_WHAT TO DO_:
In the entries below, return only the line containing "Query: front grille" and those after it, exactly, through the last line.

[Records from a data collection]
##########

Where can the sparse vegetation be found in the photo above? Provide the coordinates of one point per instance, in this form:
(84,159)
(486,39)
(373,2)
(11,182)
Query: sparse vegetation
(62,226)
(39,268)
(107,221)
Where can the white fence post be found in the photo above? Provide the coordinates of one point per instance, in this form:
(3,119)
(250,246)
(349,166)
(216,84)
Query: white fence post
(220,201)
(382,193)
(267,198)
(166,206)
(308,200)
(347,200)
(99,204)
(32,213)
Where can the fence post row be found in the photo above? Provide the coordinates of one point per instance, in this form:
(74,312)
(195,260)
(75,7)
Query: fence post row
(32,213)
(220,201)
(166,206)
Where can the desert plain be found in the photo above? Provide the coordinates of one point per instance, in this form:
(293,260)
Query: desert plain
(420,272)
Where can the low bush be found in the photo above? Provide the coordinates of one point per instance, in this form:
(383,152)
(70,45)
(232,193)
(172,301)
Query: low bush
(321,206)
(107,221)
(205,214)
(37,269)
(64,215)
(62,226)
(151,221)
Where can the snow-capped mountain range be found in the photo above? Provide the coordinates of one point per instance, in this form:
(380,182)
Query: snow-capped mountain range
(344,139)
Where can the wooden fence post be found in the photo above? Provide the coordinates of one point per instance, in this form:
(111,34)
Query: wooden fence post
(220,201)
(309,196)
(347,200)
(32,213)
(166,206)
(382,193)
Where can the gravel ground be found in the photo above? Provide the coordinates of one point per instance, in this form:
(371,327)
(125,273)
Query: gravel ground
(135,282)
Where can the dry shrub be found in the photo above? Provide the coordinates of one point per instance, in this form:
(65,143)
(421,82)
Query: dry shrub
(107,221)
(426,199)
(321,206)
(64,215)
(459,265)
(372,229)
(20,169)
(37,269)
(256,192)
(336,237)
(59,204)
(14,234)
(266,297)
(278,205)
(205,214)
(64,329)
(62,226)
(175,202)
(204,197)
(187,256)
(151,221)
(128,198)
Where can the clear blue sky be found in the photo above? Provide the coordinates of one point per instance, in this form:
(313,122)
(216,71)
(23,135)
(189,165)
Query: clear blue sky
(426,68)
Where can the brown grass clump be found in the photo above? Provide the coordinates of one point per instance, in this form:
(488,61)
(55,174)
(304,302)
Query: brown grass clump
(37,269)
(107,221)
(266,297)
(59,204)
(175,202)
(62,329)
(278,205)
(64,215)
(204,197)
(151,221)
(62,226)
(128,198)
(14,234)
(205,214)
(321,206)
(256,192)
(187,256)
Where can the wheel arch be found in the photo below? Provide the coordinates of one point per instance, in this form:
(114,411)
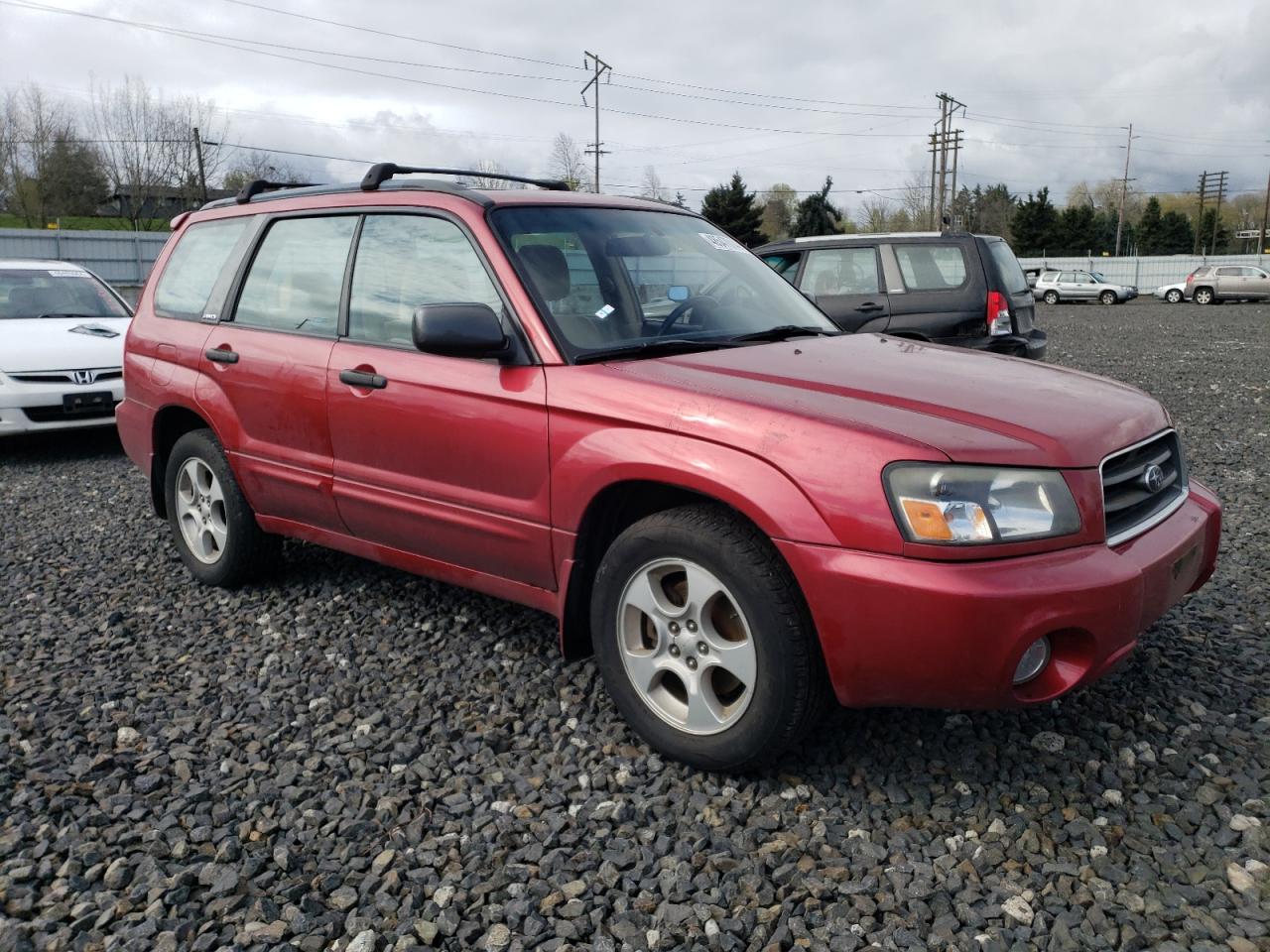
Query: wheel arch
(171,424)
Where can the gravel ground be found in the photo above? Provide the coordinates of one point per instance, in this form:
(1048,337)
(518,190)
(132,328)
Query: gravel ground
(358,760)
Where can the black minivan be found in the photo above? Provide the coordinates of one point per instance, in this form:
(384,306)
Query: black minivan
(947,289)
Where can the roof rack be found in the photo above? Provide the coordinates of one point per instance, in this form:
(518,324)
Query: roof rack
(381,172)
(257,185)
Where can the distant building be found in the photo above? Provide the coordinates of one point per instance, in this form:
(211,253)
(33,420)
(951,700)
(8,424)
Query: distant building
(162,202)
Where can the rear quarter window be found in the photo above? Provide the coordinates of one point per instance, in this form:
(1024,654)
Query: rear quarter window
(1008,270)
(191,270)
(931,267)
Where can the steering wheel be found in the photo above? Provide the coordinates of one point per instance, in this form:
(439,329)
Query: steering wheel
(695,301)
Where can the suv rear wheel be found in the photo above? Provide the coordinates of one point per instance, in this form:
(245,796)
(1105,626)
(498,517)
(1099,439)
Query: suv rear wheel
(703,642)
(214,529)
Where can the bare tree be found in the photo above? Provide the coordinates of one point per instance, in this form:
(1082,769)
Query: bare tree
(873,216)
(652,185)
(485,171)
(250,166)
(36,122)
(567,163)
(915,198)
(149,149)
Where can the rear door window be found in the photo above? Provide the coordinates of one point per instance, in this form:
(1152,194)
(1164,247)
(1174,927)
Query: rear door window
(298,276)
(1008,270)
(931,267)
(784,264)
(832,272)
(195,263)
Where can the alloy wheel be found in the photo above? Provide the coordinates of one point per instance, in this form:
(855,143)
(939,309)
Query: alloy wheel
(686,647)
(200,511)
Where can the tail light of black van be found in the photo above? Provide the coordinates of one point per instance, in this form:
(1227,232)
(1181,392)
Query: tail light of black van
(998,315)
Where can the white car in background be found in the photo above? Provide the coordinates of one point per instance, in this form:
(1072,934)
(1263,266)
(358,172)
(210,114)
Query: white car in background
(1174,294)
(62,347)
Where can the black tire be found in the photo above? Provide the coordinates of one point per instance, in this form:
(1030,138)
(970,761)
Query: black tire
(249,552)
(792,688)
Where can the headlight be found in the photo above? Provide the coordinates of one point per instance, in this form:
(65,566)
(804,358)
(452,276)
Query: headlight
(979,504)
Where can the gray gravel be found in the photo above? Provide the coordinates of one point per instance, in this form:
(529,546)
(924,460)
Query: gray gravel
(362,761)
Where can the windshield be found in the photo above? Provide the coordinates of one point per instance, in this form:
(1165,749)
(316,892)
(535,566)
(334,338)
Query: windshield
(40,293)
(617,280)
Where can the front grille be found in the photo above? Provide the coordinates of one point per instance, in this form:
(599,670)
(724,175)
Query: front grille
(56,414)
(1129,504)
(64,376)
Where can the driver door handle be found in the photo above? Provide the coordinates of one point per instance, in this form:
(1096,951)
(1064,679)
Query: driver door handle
(357,379)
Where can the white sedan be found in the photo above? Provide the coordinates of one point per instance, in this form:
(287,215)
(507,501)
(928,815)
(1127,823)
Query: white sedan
(62,347)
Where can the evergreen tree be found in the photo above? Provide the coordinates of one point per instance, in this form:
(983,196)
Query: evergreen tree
(734,211)
(817,214)
(1034,226)
(1151,229)
(1176,236)
(1222,245)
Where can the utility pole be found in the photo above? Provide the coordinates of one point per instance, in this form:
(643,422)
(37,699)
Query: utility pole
(601,67)
(1265,214)
(1220,194)
(1124,190)
(934,139)
(202,173)
(1199,221)
(948,108)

##########

_YOUR SOLUTION_:
Query: front grille
(56,414)
(1129,504)
(64,376)
Where can the driver door handle be found in the photo above? Provide the coordinates of one point per instance, in this form:
(1096,951)
(1064,679)
Query: driver door handle
(357,379)
Where can the white sedan be found in the photo above? Provide the coordinates of one point per instance, in this form:
(287,215)
(507,501)
(928,815)
(1127,823)
Query: white sedan
(62,347)
Where can the evergreen tree be found in the photo above? Provide the coordinates of one point per instance, in this form:
(983,196)
Query: evergreen tree
(734,211)
(817,214)
(1034,226)
(1151,229)
(1176,236)
(1222,245)
Where can the utility pole be found in the photo above? Provide the coordinates of one point per instance, in this form:
(643,422)
(37,699)
Query: utility pole
(601,67)
(1265,214)
(1220,194)
(1124,190)
(934,139)
(202,173)
(1199,221)
(948,108)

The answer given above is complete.